## Problem to solve
Filter the records below, keeping only the lines that contain the word "white", and copy each of those lines.

Excerpts from pointing data
__________________________________________________

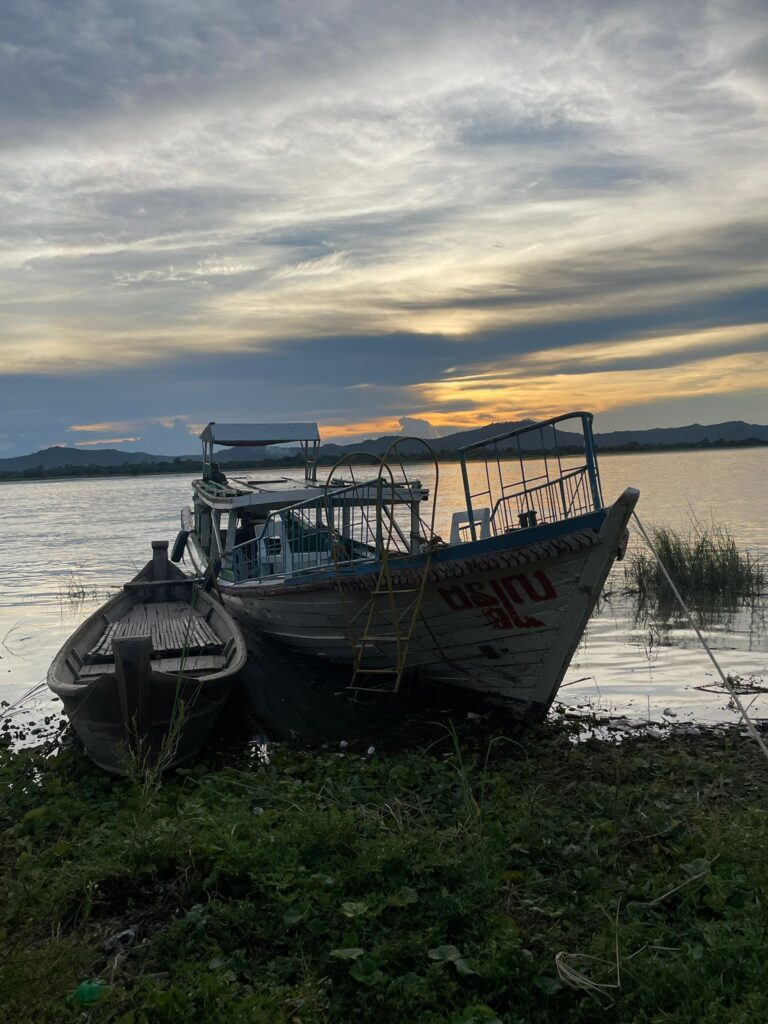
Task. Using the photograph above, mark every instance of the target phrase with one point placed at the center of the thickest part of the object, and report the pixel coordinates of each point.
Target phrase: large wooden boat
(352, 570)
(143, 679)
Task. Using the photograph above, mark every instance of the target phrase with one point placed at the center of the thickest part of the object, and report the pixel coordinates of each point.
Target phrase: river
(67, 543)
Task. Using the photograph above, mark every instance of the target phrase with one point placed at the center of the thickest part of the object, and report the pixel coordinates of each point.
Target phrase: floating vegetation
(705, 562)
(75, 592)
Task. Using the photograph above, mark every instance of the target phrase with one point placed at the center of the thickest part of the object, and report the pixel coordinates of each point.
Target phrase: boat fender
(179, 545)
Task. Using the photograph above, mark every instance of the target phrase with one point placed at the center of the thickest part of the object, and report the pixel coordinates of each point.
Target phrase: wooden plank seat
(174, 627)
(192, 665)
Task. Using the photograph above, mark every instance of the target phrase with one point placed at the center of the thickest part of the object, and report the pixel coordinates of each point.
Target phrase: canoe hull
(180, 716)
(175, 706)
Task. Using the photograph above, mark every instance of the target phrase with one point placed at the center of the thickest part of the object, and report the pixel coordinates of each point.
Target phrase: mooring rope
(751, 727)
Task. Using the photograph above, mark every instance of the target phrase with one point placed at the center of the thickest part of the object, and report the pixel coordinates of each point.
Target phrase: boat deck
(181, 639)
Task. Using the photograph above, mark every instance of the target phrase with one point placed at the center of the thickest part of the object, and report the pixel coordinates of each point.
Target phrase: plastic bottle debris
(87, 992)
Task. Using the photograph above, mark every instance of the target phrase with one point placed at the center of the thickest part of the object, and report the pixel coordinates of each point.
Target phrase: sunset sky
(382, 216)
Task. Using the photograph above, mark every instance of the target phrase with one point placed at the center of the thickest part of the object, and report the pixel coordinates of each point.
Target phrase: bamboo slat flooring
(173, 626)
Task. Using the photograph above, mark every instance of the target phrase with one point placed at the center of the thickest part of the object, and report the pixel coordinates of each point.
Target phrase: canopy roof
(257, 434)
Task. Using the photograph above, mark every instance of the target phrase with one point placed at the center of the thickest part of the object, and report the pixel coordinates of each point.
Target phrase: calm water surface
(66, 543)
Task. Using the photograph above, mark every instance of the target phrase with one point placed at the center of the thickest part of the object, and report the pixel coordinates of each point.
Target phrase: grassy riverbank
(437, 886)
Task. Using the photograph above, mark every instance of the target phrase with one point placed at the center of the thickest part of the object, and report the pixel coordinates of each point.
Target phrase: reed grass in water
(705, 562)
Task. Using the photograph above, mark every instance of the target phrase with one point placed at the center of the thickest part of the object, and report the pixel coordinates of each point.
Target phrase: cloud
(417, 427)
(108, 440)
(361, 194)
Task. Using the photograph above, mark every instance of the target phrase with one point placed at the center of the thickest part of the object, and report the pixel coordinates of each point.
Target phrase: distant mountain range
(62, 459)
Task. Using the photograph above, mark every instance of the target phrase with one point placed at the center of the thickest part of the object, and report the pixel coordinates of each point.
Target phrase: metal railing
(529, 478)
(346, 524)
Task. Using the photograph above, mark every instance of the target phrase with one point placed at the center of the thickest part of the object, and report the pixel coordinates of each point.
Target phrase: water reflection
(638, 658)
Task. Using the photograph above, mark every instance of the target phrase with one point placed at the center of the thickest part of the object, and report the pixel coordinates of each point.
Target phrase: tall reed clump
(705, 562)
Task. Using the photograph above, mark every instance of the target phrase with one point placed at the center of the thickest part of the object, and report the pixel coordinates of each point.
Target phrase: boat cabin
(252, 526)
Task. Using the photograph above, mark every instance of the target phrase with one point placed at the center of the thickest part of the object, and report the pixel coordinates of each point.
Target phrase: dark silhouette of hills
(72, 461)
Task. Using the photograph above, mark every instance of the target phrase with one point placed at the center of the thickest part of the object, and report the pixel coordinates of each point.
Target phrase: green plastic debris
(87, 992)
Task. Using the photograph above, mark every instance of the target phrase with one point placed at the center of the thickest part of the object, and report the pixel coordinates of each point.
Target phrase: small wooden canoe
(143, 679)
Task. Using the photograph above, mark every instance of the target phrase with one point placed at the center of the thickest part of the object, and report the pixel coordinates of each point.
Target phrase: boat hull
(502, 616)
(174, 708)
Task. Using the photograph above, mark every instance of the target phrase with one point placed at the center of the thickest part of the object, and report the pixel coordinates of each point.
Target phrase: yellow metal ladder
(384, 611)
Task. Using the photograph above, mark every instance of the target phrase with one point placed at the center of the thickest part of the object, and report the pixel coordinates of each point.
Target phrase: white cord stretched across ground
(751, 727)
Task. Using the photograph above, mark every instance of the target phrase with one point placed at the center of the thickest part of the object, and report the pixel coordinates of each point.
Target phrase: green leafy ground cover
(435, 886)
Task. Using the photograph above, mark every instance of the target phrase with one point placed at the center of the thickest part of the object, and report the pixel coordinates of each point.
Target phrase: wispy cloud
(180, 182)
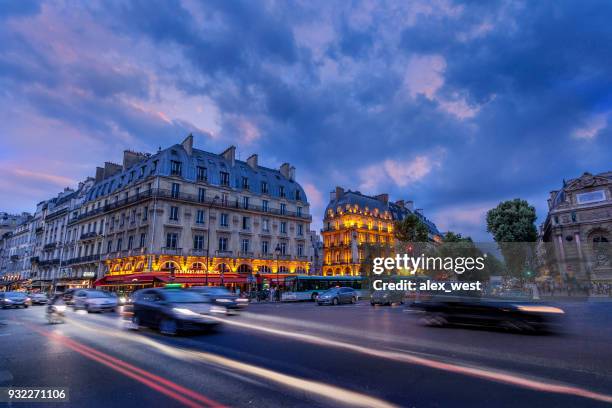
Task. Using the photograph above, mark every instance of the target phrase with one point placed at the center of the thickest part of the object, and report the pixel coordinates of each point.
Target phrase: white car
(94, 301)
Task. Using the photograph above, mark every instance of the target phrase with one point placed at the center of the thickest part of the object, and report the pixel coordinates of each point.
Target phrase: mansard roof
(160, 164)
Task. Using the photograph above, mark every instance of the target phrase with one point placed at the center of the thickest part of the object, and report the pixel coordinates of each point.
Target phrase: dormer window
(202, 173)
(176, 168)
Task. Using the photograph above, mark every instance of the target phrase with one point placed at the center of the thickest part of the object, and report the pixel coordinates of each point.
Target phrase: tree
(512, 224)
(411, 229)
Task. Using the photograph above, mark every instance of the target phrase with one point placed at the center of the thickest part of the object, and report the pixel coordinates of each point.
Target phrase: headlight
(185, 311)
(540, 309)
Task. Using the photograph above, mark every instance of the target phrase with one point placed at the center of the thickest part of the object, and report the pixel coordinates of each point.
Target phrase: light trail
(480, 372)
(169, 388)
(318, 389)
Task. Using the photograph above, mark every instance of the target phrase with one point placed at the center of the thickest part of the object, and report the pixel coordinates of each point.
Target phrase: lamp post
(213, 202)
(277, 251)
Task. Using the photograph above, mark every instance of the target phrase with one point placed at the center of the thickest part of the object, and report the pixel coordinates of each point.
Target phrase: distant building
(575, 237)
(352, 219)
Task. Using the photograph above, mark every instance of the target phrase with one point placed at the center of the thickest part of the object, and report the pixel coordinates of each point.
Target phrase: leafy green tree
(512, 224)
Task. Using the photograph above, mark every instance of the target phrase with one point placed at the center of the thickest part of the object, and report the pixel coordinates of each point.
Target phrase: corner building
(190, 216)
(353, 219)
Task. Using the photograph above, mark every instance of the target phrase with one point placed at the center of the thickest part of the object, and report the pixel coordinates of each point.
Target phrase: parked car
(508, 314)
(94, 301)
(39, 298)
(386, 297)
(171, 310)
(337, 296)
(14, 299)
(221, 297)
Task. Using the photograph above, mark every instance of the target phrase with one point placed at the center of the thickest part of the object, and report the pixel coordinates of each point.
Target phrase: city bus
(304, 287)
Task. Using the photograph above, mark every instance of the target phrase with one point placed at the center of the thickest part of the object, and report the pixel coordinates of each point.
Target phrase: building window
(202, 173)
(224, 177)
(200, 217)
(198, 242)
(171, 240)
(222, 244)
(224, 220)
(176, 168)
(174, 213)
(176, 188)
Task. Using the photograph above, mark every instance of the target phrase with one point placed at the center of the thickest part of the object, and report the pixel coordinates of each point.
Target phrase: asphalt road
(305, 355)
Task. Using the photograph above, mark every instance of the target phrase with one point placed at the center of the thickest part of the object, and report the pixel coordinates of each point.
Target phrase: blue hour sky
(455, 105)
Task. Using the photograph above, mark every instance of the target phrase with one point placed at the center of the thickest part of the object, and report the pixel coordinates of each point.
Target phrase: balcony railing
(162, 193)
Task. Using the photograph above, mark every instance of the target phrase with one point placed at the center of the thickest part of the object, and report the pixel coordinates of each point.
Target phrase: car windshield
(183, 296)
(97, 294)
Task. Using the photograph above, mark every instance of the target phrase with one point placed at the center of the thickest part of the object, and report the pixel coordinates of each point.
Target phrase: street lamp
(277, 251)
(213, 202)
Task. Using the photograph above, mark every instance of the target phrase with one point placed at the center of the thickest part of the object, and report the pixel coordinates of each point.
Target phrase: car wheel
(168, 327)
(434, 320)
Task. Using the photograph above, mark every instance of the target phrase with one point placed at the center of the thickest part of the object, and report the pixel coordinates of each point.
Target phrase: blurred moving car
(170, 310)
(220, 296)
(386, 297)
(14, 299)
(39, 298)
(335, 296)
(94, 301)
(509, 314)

__________________________________________________

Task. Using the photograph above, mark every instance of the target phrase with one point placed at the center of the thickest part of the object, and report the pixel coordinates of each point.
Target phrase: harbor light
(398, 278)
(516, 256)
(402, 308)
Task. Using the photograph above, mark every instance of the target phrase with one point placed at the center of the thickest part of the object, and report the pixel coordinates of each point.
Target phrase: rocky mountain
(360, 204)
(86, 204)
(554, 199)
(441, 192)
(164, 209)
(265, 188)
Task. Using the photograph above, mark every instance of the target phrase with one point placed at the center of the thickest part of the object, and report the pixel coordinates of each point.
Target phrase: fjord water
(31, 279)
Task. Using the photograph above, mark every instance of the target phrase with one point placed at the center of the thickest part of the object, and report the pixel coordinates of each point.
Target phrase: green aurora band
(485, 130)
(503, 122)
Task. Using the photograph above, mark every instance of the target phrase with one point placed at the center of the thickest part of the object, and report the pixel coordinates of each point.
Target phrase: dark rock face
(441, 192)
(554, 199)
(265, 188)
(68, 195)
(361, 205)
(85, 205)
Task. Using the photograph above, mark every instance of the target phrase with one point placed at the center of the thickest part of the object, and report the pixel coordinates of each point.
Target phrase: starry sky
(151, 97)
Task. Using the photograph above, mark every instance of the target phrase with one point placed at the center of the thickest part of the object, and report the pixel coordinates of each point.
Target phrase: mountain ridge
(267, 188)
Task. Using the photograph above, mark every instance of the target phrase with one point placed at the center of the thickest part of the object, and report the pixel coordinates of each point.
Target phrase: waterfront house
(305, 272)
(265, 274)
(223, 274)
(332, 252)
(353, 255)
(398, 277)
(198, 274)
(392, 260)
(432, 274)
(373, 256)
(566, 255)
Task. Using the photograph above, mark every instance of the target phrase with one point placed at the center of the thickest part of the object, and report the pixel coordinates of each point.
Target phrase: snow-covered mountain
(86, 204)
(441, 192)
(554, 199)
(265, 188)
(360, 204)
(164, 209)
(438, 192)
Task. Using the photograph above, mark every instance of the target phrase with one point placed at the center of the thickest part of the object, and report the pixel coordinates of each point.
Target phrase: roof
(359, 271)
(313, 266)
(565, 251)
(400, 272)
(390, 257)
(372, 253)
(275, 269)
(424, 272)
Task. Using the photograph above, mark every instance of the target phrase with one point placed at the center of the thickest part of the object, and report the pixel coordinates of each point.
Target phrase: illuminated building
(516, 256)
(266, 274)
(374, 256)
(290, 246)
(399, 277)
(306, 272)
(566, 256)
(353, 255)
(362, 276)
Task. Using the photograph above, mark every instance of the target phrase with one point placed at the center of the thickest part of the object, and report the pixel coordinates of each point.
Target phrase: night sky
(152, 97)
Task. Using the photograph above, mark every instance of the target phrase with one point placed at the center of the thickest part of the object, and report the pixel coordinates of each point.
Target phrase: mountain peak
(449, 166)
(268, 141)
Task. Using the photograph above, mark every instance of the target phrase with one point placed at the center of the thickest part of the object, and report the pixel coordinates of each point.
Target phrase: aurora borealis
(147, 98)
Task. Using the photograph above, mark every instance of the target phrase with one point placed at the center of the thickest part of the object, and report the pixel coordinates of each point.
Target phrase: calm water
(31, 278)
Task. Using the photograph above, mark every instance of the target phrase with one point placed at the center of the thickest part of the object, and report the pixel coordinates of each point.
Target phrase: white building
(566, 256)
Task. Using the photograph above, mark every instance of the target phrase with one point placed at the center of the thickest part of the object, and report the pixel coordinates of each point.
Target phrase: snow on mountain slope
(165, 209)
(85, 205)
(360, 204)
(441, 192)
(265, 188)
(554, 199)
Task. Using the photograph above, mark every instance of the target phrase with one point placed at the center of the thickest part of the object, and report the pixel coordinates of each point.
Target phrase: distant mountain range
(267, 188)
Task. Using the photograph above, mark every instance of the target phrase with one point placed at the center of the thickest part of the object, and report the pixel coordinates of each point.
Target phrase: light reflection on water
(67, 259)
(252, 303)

__________________________________________________

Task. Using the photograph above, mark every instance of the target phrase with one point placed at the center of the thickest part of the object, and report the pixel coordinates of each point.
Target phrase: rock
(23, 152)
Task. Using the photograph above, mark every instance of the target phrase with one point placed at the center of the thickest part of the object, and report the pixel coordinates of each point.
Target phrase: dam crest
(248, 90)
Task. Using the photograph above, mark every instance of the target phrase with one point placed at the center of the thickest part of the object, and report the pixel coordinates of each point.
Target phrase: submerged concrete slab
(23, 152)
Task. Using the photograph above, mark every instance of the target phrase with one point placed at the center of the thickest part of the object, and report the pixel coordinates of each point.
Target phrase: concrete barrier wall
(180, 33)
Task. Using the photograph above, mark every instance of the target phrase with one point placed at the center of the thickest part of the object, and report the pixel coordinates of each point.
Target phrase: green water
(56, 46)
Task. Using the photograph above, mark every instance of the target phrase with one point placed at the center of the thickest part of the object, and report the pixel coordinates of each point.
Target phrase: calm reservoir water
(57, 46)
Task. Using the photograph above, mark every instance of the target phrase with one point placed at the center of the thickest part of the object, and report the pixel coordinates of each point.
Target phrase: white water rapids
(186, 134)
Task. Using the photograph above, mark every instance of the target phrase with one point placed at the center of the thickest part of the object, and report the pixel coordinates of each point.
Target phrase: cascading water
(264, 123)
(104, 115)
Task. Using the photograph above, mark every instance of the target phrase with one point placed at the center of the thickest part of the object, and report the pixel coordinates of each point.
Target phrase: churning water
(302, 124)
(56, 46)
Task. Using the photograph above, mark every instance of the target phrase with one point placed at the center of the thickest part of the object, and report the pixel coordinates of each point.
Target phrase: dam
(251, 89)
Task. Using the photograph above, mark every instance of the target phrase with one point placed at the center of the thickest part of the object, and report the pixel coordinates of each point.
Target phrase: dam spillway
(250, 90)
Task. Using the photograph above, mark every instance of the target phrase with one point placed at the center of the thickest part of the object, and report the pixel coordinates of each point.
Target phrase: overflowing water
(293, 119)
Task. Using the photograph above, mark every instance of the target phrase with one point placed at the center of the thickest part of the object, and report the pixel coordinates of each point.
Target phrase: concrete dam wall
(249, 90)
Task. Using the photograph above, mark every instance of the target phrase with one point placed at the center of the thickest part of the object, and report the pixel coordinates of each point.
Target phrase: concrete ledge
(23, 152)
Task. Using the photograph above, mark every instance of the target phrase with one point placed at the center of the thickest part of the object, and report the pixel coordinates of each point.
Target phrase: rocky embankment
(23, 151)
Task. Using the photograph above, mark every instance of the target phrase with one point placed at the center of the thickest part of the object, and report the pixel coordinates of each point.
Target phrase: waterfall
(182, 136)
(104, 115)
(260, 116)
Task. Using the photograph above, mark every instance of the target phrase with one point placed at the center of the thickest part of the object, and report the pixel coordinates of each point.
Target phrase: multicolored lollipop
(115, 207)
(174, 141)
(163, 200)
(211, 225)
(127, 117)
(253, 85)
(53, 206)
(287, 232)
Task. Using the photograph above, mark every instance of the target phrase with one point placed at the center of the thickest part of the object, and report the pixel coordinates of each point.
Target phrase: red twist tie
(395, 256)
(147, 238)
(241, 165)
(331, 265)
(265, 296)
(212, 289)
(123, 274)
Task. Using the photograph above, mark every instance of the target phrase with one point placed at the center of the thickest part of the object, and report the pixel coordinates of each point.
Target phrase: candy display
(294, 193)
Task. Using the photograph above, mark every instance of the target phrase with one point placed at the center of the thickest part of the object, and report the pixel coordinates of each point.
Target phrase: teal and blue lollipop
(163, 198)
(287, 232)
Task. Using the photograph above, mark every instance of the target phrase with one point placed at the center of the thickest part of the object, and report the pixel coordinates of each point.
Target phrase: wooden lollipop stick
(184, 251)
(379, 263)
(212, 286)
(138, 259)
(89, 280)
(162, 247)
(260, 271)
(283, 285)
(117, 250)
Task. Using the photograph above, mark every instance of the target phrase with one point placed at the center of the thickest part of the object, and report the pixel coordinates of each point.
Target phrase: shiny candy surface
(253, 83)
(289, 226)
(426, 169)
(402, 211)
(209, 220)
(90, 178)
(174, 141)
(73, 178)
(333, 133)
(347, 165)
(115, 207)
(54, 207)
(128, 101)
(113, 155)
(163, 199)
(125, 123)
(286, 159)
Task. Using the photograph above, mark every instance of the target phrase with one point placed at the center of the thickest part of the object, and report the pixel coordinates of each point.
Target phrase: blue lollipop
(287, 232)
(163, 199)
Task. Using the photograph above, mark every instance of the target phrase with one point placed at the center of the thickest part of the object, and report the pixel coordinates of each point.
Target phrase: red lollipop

__________________________________________________

## Finished exercise
Target phrase: white cord stretched across ground
Target phrase: white car
Target phrase: white building
Target phrase: white water rapids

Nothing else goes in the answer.